Work task: The data below is to be repeated in full, exactly as shown.

Supplied data:

=== Section Start ===

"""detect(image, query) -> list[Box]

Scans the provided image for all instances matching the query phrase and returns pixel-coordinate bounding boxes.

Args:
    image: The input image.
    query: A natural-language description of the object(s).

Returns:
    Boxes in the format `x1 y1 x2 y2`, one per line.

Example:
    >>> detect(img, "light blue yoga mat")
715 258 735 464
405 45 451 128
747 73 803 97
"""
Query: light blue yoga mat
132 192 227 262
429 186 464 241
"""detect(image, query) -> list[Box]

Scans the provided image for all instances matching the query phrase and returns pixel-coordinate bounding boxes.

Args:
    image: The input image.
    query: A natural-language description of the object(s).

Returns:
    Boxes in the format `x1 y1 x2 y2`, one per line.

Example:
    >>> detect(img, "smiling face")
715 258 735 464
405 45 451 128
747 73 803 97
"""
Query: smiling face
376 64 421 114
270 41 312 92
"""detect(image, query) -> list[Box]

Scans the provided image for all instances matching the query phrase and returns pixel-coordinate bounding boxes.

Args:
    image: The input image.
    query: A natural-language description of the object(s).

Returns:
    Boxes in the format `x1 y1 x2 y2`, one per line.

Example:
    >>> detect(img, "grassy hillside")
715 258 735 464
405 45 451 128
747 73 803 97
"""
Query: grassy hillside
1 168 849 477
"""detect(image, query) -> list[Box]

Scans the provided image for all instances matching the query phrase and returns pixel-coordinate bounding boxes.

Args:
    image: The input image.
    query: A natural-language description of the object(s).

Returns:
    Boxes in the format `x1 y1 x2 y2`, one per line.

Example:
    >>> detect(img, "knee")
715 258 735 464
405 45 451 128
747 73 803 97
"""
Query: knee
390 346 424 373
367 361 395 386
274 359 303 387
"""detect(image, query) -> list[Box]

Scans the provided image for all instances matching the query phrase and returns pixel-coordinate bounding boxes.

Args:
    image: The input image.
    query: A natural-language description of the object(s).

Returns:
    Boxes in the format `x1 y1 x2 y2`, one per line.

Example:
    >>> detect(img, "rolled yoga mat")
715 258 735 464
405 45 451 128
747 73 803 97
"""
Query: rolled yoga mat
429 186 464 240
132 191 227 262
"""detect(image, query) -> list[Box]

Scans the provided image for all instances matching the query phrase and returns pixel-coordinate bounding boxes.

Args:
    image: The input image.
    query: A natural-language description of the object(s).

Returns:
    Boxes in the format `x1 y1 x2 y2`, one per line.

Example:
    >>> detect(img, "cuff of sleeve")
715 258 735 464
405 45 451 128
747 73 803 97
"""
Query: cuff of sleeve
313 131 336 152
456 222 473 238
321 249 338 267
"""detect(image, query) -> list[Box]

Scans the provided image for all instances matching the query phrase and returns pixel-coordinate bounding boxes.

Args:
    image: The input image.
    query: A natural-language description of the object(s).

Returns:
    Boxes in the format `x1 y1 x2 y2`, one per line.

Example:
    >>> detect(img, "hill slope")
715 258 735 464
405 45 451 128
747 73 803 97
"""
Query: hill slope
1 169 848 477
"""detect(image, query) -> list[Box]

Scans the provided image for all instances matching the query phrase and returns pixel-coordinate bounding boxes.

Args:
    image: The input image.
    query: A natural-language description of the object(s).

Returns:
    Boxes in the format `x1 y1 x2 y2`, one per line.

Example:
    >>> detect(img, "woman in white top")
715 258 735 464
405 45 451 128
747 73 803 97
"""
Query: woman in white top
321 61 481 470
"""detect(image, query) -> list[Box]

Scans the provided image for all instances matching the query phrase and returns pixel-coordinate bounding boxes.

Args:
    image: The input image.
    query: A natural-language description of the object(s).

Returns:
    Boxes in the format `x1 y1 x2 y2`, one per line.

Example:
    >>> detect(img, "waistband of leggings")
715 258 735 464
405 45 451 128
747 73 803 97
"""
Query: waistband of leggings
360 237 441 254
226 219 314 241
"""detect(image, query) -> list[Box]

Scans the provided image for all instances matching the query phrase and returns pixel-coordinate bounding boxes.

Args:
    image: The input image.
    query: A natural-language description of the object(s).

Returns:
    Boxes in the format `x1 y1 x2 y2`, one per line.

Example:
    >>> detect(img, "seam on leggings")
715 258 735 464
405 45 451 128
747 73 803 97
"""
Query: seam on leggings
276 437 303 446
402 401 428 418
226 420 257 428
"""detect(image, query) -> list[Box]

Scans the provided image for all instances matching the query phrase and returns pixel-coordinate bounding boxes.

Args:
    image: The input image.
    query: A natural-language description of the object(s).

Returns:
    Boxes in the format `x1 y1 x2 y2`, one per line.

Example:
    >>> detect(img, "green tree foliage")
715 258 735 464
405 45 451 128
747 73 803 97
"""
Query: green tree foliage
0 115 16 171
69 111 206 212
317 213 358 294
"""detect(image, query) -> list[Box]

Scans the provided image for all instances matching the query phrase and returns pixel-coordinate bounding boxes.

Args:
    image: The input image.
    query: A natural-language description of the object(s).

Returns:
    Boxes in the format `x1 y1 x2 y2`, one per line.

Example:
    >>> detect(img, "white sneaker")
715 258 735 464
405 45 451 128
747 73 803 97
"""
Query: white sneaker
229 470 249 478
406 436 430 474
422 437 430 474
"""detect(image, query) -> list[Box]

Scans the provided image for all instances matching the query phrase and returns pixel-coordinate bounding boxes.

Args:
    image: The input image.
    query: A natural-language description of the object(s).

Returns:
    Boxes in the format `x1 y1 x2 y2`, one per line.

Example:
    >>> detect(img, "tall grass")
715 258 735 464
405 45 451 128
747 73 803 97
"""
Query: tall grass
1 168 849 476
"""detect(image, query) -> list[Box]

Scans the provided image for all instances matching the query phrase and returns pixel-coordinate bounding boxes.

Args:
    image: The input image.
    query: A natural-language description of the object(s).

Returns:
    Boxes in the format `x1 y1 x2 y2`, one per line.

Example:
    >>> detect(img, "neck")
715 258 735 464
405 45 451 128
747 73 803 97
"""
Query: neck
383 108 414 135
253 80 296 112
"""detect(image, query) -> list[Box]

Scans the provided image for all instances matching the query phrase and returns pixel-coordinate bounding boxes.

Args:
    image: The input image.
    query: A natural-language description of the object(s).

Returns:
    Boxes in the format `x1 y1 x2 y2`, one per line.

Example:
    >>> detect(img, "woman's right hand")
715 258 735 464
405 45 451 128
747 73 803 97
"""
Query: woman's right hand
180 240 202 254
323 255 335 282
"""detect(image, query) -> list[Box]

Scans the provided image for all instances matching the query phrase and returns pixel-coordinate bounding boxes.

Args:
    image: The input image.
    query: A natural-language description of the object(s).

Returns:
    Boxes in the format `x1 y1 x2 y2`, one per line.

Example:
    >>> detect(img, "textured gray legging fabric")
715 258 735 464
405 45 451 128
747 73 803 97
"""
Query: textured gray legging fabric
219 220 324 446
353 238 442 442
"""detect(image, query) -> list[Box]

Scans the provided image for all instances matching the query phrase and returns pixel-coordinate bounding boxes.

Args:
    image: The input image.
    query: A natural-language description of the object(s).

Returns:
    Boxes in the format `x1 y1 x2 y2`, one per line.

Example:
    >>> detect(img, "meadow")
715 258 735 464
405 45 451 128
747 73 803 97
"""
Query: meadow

=== Section End ===

The completed task:
"""detect(image, query) -> list[Box]

Scans the provided image for all instances matching the query phrase and returns pixel-coordinate bounding boxes.

Args:
    image: The input image.
    query: A natural-language description of the object(s).

Returns:
    Boxes in the format `x1 y1 x2 y2`, one per line.

Example:
    >>> detect(img, "light blue yoga mat")
715 258 735 464
405 45 451 128
747 73 803 97
"""
Query: light blue yoga mat
132 192 227 262
429 186 464 241
"""detect(image, query) -> list[Box]

Scans the provided image for all instances matching the query phrase and returns pixel-coordinate bounding boxes.

Args:
    image: The input image.
    query: A natural-language description of the object(s).

Returns:
    Boxes in the format `x1 y1 x2 y2`, one per line.

Example:
    >>> detect(img, "smiling face")
715 258 735 464
405 45 451 128
747 73 803 97
"""
Query: smiling face
376 64 421 114
270 41 312 92
"""detect(image, query) -> list[Box]

Scans the provided image for all instances matching the query phrase and returns pixel-coordinate bounding boxes.

Args:
    image: The input image.
    query: A natural-language description of the object(s).

Returns:
    Boxes in the format `x1 y1 x2 y2`, one per line.

Example:
    >>> detect(img, "grassy hillside")
715 258 735 464
405 45 451 128
747 73 803 97
"""
Query: grassy hillside
1 168 849 477
"""detect(image, query) -> list[Box]

Scans the provided image for all instances matching the query phrase and returns pixel-coordinate bounding boxes.

Args:
    image: The input image.
    query: A natural-language description of the object(s).

Returns:
    Boxes in the format `x1 y1 x2 y2`, one per line.

Example:
    >>> detect(img, "knee")
715 258 735 464
405 45 451 128
747 73 803 97
"""
Query: knee
390 346 424 373
367 361 395 386
274 359 303 387
"""detect(image, query) -> list[Box]

Scans the provided image for all instances matching the query phrase and returns pixel-coordinate bounding boxes.

Args:
    image: The input image.
    query: A natural-language description of the object(s).

Returns:
    Boxes in the format `x1 y1 x2 y2`, one per line.

Example:
    >>> detect(img, "rolled yoga mat")
715 258 735 464
405 45 451 128
747 73 803 97
"""
Query: rolled yoga mat
429 186 464 240
132 191 227 262
"""detect(image, query) -> list[Box]

Scans the provided image for all instances matching the query phrase and returns pixel-coordinate bounding boxes.

Args:
    image: The input image.
    query: A natural-language description of the object(s).

Returns:
    Boxes in the format `x1 y1 x2 y2`, one per line.

Example:
    >>> detect(img, "cuff of sleeve")
715 258 735 464
405 45 451 128
747 73 803 97
"""
Query: cuff of sleeve
313 131 336 152
456 222 473 238
321 249 338 267
"""detect(image, query) -> list[Box]

Scans the provided image for all instances matching the query phrase and returns pixel-coordinate bounding boxes.

Args:
    image: The input image.
    query: A natural-language description of the object(s).

Returns:
    Boxes in the format `x1 y1 x2 y2`, one per line.

Example:
    >>> detect(img, "hill slope")
715 258 735 464
405 45 451 128
747 73 803 97
"""
Query: hill slope
1 169 848 477
"""detect(image, query) -> list[Box]

Scans the provided image for all instances matching the query phrase and returns pixel-coordinate bounding boxes.

Args:
    image: The input image.
    query: A natural-language description of the object(s).

Returns:
    Boxes in the format `x1 y1 x2 y2`, one per line.

Example:
    >>> detect(img, "woman in white top")
715 258 735 464
405 45 451 128
747 73 803 97
"""
Query: woman in white top
321 61 481 470
"""detect(image, query) -> list[Box]

Scans the provided image for all instances matching the query phrase and returns pixel-coordinate bounding boxes.

Args:
    image: The input image.
    query: A natural-language description of the object(s).

Returns:
    Boxes in the format `x1 y1 x2 y2`, one per line.

Example:
    >>> detect(img, "waistband of leggings")
715 258 735 464
405 45 451 128
747 73 803 97
"""
Query: waistband of leggings
360 237 441 254
226 219 314 241
"""detect(image, query) -> list[Box]

Scans the provided image for all instances matching the query phrase and returns pixel-coordinate bounding boxes.

Args:
    image: The input image.
    query: A natural-language description of the object(s).

Returns:
    Boxes in the format `x1 y1 x2 y2`, one per line.

Example:
    >>> detect(img, "seam on leggings")
715 258 735 464
405 45 451 128
747 73 803 97
"""
Query: seam on leggings
276 437 303 446
402 401 428 418
226 420 257 428
"""detect(image, query) -> list[Box]

Scans the provided image for all instances matching the query phrase and returns pixel-coordinate bounding boxes.

Args:
    image: The input image.
    query: A natural-language description of the object(s).

Returns:
    Boxes in the format `x1 y1 x2 y2`, one per line.

Example:
    >>> detect(img, "green tree foliage")
715 258 735 464
405 45 451 128
747 73 803 97
"""
Query: green tree foliage
0 115 16 171
69 111 206 212
317 213 358 294
"""detect(image, query) -> list[Box]

Scans the provided image for all instances matching the query phrase and returns pixel-coordinate bounding boxes.

Args:
    image: The input image.
    query: A natural-language description of the object(s).

Returns:
    Boxes in the format `x1 y1 x2 y2`, one per line.

Example:
    >>> detect(img, "white sneaker")
715 258 735 464
405 45 451 128
747 73 803 97
"""
Query: white sneaker
229 470 249 478
406 436 430 474
422 437 430 474
"""detect(image, query) -> list[Box]

Scans the provided image for all instances matching the query phrase and returns pixel-coordinate bounding boxes.

Args:
    image: The input image.
    query: A natural-language description of the object(s).

Returns:
    Boxes in the format `x1 y1 x2 y2`, one per line.

Example:
    >>> detect(img, "tall grass")
715 258 735 464
405 45 451 128
747 73 803 97
"""
Query: tall grass
1 168 849 476
"""detect(image, query) -> list[Box]

Scans the provided image for all instances matching the query phrase and returns pixel-coordinate bounding boxes.

Args:
    image: The input image.
    query: A natural-language description of the object(s).

Returns:
    Boxes in the format `x1 y1 x2 y2`, one per line.

Example:
    >>> detect(img, "neck")
715 258 735 464
405 45 451 128
747 73 803 97
"""
Query: neck
383 108 414 135
253 80 296 112
"""detect(image, query) -> list[Box]

Scans the provided image for all instances matching the query phrase and returns pixel-coordinate bounding boxes.

Args:
    image: The input image.
    query: A natural-language description of the object(s).

Returns:
    Boxes in the format `x1 y1 x2 y2`, one per line.

Example:
    >>> detect(img, "woman's right hand")
715 258 735 464
405 45 451 128
747 73 803 97
"""
Query: woman's right hand
180 240 202 254
323 255 335 282
"""detect(image, query) -> list[Box]

Scans the provided image for all instances matching the query phrase and returns pixel-coordinate bounding boxes.

Args:
    image: The input image.
    query: A natural-language description of the object(s).

Returns:
    Boxes in the format `x1 y1 x2 y2`, one per line.

Example:
    >>> detect(img, "textured gray legging fabric")
715 258 735 464
405 45 451 128
747 73 803 97
"""
Query: textured gray legging fabric
219 220 324 446
353 238 442 442
"""detect(image, query) -> list[Box]

Scans the provided image for all instances matching the query phrase and returns pixel-coordinate bounding boxes.

Args:
    image: The input image.
    query: A natural-language description of the object(s).

Returns:
    Boxes in the format `x1 y1 x2 y2`, one per line.

Example:
    >>> detect(img, "meadow")
715 258 735 464
405 45 451 128
747 73 803 97
"""
Query: meadow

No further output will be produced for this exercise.